Start of RECORDS SUPPLIED

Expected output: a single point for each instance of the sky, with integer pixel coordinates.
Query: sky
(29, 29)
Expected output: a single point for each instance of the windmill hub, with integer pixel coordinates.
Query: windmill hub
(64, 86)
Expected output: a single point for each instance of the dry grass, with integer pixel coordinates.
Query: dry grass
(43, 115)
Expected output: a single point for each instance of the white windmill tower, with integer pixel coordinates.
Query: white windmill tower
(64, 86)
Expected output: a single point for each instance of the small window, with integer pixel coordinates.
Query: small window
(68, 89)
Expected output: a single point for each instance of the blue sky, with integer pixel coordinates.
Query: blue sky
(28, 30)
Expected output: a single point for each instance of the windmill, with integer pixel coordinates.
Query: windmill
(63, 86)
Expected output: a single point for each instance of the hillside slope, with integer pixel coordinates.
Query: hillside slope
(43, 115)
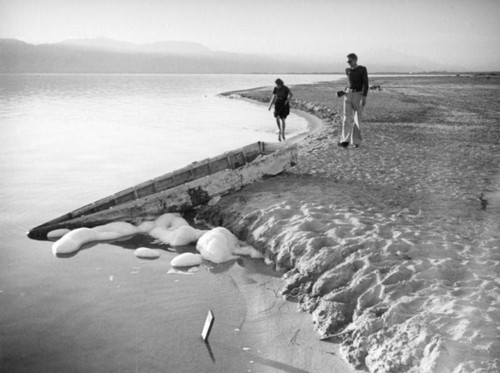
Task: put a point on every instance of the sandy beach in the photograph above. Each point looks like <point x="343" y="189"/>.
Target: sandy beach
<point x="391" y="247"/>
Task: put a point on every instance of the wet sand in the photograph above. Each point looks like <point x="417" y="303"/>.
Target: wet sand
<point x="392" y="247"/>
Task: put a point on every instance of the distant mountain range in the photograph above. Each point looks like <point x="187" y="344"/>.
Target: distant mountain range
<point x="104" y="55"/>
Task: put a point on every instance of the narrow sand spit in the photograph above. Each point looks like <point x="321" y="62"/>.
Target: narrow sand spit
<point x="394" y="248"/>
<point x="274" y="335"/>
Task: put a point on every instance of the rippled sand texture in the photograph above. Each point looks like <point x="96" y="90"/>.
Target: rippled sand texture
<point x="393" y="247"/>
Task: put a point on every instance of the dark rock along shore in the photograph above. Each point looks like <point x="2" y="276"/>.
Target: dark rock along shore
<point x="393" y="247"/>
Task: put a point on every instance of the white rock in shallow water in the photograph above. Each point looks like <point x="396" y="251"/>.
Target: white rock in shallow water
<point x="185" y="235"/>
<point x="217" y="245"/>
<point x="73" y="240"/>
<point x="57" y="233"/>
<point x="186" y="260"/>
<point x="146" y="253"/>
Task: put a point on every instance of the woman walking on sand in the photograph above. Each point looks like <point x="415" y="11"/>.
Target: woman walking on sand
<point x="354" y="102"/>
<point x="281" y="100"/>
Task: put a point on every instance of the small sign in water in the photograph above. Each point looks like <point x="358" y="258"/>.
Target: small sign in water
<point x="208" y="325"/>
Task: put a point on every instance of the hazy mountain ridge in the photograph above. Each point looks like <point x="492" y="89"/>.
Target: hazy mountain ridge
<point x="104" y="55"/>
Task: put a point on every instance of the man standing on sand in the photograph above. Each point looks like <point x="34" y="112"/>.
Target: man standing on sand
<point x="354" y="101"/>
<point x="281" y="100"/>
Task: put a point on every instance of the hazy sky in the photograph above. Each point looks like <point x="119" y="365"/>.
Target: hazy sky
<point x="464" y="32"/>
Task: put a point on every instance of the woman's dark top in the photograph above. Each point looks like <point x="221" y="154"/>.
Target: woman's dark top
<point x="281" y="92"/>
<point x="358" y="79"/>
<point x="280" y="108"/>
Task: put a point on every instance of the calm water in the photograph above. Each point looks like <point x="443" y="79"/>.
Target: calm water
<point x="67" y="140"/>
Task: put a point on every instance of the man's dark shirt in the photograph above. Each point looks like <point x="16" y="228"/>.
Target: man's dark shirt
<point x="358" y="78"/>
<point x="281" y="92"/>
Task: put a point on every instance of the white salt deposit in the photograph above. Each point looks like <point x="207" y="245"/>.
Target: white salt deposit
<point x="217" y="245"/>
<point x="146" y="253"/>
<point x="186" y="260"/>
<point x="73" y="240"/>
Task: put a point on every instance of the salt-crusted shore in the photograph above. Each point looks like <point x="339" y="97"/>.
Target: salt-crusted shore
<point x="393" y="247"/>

End of RECORDS SUPPLIED
Start of RECORDS SUPPLIED

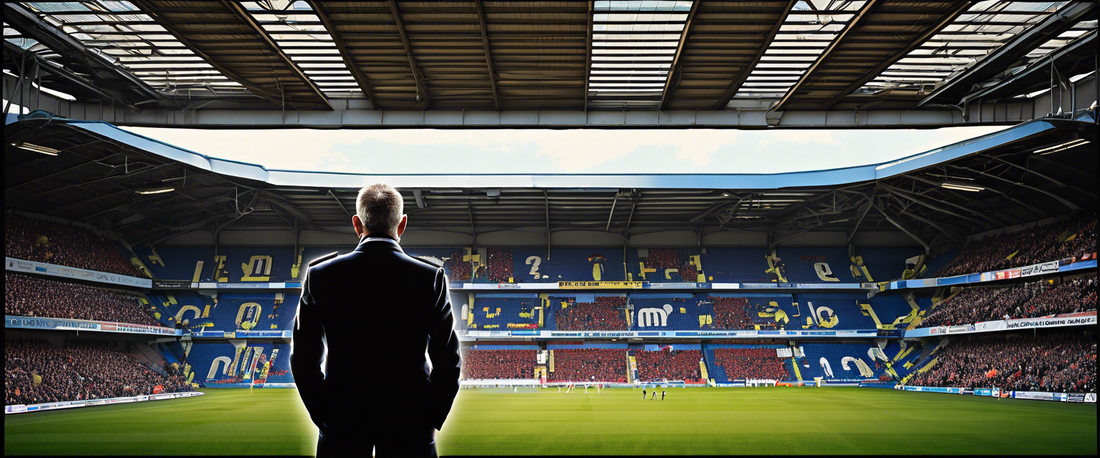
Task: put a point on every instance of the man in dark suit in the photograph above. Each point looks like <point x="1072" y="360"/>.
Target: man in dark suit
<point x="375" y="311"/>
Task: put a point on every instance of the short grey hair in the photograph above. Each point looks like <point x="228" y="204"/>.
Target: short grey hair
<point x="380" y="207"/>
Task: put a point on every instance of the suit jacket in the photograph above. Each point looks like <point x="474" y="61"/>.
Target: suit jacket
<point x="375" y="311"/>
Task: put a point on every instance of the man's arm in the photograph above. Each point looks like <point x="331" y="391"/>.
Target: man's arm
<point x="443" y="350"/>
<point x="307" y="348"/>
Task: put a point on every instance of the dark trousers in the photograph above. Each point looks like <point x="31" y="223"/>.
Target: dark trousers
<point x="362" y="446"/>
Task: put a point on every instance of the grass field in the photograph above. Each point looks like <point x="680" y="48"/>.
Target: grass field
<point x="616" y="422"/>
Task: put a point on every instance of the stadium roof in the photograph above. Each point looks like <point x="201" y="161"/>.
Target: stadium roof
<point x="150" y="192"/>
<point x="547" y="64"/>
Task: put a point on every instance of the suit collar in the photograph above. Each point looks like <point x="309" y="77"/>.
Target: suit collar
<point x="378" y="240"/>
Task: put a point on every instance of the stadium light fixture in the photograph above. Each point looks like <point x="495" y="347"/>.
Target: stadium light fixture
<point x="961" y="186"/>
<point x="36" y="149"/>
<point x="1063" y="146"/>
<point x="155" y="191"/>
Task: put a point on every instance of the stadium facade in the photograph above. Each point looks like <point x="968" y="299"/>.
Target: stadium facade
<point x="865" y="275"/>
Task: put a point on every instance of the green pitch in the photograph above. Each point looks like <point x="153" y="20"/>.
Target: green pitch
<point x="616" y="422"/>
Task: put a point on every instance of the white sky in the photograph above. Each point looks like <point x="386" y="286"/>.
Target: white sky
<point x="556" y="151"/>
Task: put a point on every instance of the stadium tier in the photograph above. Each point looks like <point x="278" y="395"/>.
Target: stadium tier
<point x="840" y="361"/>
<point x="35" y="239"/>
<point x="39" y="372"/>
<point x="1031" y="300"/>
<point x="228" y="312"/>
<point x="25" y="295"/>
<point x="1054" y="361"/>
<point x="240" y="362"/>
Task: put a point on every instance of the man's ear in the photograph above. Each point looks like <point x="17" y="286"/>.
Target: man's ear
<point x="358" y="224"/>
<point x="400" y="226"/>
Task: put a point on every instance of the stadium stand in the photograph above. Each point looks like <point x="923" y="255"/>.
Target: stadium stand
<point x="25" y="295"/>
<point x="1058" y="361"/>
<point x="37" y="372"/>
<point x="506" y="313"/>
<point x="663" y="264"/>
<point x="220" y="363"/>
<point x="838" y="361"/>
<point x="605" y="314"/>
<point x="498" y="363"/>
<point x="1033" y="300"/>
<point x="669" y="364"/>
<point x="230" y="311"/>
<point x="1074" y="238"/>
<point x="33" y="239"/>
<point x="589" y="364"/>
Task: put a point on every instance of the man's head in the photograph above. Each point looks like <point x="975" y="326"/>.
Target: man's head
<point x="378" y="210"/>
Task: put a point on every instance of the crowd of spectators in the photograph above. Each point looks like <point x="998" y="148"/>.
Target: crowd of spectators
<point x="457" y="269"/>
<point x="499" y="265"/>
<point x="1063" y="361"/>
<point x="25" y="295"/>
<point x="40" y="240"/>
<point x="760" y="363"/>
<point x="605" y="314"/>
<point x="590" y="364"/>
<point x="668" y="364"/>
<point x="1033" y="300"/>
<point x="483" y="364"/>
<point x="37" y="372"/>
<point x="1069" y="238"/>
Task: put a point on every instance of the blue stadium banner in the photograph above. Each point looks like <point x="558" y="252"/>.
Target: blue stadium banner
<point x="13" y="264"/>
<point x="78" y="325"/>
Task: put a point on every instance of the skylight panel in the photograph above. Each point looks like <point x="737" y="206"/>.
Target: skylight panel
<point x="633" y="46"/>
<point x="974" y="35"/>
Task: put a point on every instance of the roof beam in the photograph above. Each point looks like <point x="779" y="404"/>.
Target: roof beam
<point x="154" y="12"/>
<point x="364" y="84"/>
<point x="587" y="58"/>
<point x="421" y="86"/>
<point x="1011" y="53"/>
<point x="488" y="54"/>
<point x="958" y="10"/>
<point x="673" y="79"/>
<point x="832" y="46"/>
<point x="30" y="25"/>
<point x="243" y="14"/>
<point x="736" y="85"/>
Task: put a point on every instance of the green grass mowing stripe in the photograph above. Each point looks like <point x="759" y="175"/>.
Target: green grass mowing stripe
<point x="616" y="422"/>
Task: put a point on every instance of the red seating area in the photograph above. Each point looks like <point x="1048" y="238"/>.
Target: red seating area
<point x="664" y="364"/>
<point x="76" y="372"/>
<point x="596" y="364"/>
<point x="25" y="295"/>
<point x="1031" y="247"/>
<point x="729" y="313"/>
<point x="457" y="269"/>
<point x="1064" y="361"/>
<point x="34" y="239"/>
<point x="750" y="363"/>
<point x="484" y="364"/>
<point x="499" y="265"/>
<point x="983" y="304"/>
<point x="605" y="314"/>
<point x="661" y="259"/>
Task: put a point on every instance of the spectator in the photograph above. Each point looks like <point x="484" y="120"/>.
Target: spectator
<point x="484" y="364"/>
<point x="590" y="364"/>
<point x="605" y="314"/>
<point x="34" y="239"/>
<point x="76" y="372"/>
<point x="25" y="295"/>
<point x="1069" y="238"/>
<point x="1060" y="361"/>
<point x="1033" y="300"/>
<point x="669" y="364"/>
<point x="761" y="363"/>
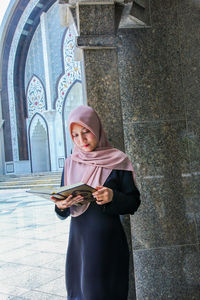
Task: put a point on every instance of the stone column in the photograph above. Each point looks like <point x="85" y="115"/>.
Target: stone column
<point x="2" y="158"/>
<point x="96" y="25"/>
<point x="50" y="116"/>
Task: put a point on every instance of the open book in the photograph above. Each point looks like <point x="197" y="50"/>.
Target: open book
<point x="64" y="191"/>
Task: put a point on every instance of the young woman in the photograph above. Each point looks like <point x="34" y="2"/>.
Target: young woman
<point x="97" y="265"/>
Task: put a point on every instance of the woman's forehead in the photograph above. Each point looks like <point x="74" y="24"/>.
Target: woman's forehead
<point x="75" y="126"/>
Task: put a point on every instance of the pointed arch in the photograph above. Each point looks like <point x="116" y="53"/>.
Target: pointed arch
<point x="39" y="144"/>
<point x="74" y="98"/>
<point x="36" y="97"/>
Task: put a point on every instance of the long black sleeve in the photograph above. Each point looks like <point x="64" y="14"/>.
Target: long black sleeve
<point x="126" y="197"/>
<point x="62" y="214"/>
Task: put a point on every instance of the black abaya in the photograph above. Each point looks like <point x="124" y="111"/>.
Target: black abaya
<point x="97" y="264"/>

End of RECORDS SUPPLIED

- TASK TO CARRY OUT:
What you return must be an exact retyping of the lines above starting at the line with "Target: narrow sand spit" and ending at the line with "Task: put a point on every instance of the woman walking", and nothing besides.

- OUTPUT OF THE EXERCISE:
Target: narrow sand spit
<point x="394" y="248"/>
<point x="274" y="335"/>
Task: put a point on every instance of the rippled sand texture in the photograph above. Each point looks like <point x="96" y="90"/>.
Target: rippled sand texture
<point x="393" y="247"/>
Task: put a point on every instance of the dark rock along shore in the photograph above. Each point looks like <point x="2" y="276"/>.
Target: dark rock along shore
<point x="393" y="247"/>
Task: put a point on every instance of the white rock in shallow water in the photograph above. Each point looks like <point x="396" y="251"/>.
Target: white rock in shallow water
<point x="185" y="235"/>
<point x="217" y="245"/>
<point x="73" y="240"/>
<point x="57" y="233"/>
<point x="186" y="260"/>
<point x="146" y="253"/>
Task: put a point on every instance of the woman walking on sand in the photograph above. Each point looks like <point x="415" y="11"/>.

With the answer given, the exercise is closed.